#### [Problem requirements]
Begin at the line containing "the red price" and end at the final line of the entries. Please reproduce those lines exactly.

───── Data shown ─────

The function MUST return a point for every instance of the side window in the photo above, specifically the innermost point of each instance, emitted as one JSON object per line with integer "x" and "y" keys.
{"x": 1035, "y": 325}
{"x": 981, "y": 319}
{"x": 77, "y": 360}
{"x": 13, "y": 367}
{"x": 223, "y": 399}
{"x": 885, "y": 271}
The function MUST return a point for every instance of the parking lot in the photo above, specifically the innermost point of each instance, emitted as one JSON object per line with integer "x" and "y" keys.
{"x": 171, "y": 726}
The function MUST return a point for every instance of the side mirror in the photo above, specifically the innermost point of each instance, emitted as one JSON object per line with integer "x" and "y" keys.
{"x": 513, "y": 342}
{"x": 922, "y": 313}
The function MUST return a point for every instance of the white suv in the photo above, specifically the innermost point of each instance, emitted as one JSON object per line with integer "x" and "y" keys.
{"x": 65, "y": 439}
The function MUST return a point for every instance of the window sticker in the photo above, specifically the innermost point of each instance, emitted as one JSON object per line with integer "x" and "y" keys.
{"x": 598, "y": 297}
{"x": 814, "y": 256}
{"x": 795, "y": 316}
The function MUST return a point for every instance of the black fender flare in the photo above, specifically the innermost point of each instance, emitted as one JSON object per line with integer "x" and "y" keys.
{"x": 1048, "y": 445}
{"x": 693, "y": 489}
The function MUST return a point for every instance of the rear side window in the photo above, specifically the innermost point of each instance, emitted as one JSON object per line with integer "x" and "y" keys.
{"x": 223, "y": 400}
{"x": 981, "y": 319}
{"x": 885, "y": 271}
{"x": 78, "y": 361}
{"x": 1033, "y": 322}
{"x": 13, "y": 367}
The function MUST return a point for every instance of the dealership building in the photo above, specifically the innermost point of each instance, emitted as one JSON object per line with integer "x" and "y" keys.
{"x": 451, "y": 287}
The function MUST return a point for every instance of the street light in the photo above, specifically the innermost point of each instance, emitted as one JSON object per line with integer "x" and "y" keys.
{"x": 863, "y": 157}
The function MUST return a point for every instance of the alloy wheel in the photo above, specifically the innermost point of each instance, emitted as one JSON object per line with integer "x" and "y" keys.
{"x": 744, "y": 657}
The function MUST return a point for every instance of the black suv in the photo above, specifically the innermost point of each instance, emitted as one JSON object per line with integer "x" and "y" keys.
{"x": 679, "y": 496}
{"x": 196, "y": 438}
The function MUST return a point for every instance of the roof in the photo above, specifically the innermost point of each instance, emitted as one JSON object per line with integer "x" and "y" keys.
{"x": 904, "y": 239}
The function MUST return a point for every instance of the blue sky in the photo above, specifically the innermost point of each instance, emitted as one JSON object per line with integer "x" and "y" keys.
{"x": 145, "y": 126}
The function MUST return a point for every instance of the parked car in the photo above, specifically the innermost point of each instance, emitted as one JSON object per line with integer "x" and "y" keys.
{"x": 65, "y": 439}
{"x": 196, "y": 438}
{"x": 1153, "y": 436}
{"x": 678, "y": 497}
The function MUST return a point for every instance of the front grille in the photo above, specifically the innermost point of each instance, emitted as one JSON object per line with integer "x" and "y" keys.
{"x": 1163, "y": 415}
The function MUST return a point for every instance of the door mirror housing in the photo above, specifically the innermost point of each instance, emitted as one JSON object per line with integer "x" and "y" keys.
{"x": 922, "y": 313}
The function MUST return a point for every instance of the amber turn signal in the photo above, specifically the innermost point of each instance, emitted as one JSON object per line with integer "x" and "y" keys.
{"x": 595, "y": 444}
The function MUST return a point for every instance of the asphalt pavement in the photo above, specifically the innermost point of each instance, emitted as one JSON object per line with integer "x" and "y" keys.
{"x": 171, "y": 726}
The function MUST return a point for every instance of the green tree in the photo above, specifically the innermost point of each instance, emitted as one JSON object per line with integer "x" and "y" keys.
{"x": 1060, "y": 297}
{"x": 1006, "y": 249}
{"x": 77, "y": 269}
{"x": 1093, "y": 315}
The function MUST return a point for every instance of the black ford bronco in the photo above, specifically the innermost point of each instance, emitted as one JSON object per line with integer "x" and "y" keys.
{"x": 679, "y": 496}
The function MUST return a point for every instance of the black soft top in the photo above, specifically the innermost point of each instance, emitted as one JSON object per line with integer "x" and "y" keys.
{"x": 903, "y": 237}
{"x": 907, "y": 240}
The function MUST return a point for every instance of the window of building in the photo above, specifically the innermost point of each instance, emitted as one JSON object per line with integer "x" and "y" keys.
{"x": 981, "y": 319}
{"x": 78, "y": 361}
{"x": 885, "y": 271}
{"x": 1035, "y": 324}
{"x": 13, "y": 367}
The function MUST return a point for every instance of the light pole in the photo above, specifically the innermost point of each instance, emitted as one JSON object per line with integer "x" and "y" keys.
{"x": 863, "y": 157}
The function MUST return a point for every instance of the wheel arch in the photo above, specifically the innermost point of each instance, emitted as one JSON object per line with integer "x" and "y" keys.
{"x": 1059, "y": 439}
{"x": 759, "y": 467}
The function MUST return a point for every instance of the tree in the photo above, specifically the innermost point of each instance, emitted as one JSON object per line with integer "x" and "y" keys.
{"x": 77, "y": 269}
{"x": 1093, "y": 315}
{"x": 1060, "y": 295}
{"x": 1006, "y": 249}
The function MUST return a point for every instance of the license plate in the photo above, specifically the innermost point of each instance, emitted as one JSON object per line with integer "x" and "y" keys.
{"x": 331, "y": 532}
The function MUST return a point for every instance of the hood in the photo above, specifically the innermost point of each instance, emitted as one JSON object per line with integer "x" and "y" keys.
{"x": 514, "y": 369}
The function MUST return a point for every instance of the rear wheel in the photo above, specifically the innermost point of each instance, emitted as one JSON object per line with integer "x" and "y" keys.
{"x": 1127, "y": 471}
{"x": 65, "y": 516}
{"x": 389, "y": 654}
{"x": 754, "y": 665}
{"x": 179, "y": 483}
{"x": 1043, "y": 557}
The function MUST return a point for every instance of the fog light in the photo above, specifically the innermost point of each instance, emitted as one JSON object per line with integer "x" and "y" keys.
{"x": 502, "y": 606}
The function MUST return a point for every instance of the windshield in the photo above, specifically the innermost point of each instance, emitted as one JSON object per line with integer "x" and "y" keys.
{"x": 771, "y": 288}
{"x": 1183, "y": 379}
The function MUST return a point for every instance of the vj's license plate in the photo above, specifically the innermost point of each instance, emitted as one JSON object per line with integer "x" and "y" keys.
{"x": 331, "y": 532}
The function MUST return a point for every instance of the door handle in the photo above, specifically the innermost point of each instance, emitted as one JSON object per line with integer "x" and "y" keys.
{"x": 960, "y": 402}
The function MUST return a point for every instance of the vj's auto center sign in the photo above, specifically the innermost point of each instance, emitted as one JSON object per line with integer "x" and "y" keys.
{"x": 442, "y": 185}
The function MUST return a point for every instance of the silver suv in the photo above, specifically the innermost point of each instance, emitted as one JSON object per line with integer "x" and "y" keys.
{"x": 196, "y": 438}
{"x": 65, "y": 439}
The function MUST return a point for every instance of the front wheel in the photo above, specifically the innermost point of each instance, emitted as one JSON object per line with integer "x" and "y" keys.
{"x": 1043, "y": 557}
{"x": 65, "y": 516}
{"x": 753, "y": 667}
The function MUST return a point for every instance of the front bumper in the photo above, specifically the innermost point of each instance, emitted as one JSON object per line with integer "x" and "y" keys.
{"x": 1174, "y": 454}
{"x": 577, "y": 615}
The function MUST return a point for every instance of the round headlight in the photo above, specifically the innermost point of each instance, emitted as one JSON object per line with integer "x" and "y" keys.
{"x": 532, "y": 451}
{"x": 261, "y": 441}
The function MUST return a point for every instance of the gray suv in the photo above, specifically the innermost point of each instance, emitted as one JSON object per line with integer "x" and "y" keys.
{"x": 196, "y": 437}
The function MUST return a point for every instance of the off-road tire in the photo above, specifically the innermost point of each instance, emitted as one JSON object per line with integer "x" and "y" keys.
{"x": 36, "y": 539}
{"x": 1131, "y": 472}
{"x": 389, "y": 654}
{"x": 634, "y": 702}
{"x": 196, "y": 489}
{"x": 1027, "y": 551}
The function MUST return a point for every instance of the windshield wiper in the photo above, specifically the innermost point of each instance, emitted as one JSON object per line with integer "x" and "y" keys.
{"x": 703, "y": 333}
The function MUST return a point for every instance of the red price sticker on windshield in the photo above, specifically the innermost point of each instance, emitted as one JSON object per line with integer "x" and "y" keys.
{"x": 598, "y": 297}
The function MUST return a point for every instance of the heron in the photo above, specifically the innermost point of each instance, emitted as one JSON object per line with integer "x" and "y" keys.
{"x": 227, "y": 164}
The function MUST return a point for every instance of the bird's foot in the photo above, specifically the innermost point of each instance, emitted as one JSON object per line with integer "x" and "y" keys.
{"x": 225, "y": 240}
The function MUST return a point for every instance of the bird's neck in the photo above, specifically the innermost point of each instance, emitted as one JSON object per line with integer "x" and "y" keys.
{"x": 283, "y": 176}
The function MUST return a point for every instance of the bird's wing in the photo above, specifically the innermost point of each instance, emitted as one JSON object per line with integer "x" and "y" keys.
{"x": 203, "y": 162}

─────

#### [Expected answer]
The function MUST return a point for every instance of the red price sticker on windshield in the photo above, specifically the innermost point of each instance, emitted as one JSON object per line with integer "x" and "y" keys.
{"x": 598, "y": 297}
The function MUST return a point for every instance of the heron in the photo above, specifically the innermost point of each instance, emitted as one JSON object per line with integer "x" and "y" keys.
{"x": 227, "y": 164}
The function MUST return a point for every instance of the bird's foot in the photo above, specifically the innermost point of each instance, emitted as one JSON object per line with integer "x" and "y" keys.
{"x": 225, "y": 240}
The function MUST return a point for every instance of the bird's neck in the photo above, specifically the innermost point of each instance, emitted as one JSON object per line with integer "x" and "y" keys.
{"x": 283, "y": 176}
The function MUST return a point for every instance of the bird's wing in the photo above, specifically the innermost point of each instance, emitted as one JSON object per line with integer "x" and "y" keys.
{"x": 203, "y": 162}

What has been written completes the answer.